* Begin *

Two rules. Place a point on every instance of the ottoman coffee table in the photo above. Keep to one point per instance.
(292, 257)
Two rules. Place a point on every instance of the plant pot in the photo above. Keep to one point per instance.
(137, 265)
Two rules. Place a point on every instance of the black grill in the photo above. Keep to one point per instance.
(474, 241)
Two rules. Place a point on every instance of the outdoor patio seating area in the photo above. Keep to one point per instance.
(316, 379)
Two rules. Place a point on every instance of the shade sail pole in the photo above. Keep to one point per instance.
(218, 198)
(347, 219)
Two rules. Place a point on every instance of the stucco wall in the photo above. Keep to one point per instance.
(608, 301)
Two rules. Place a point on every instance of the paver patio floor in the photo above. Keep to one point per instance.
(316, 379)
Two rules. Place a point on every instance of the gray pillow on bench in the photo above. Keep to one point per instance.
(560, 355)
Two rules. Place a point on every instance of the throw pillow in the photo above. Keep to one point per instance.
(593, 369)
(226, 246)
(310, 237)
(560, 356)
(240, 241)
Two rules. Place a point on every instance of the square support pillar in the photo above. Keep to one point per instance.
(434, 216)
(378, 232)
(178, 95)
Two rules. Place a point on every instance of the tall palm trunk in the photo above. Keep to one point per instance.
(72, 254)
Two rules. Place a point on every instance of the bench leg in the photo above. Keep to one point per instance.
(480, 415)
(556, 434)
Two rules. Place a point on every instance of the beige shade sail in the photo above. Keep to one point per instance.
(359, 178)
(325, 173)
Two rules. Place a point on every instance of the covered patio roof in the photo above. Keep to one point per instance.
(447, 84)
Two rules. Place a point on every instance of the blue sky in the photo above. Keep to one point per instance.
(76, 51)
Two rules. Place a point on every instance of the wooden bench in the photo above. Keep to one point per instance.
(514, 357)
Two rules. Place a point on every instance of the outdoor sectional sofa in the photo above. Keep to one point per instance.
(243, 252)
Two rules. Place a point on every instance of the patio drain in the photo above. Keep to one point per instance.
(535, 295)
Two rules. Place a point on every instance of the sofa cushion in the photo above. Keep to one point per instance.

* End *

-- EXERCISE --
Copy out the data shown above without altering anything.

-- THE RESULT --
Two rules. Place a point on every instance of the ottoman coffee table in the photo above. Keep to one point per instance.
(292, 257)
Two rules. Place a point on every instance of the plant pot in the photo above. Keep to one point per instance.
(137, 265)
Two rules. Place a point on every instance of the black grill in the photo above. Keep to one point per instance.
(474, 241)
Two rules. Place a point on every instance of the outdoor patio seating area in the photo above. Keep to one point per instance.
(316, 379)
Two rules. Place a point on every instance of the shade sail pole in the photo above. Keep to one point per instance.
(218, 198)
(347, 219)
Two rules. Place a point on every instance of the stucco wall in the photo above. Keep to one point per instance.
(608, 301)
Two rules. Place a point on every instance of the paver patio floor in the photo above. Keep to one point per instance.
(316, 379)
Two rules. Place a point on every instance of the gray pillow on bench in the photo above. Keep to one point per instance.
(560, 355)
Two rules. Place a point on every instance of the throw pillow in the photo above. Keep to one point per instance.
(593, 369)
(226, 246)
(310, 237)
(560, 356)
(240, 241)
Two rules. Place a point on every instance of the square support pillar in the photo above. Keep to one point per instance.
(434, 216)
(378, 232)
(178, 95)
Two rules. Place a point on every instance of the tall palm trunk in the photo above. Keep to one point per instance.
(72, 254)
Two rules. Place a point on every instance of the bench leg in the photo above. Keep to one point per instance.
(480, 415)
(556, 434)
Two rules. Place a point on every instance of the beige shade sail in the photo above. Keep to one point per instance.
(359, 178)
(325, 173)
Two rules. Place a point on every instance of the covered patio roof in the photo above. Keep to one point per instance.
(447, 84)
Two rules. Place a point on every instance of the blue sky in the photo above. Keep to one point per instance.
(76, 51)
Two rules. Place a point on every instance of the wooden bench in the photo above. Keep to one point per instance.
(514, 357)
Two rules. Place a point on every instance of the outdoor sectional sofa in the photo above. Keep to one point per instance.
(243, 252)
Two rules. Place a point on every instance of the patio drain in the photo above. Keep to one point per instance.
(535, 295)
Two rules. Place a point on every instance of the sofa cushion in the photo above. Keep to one point per instance.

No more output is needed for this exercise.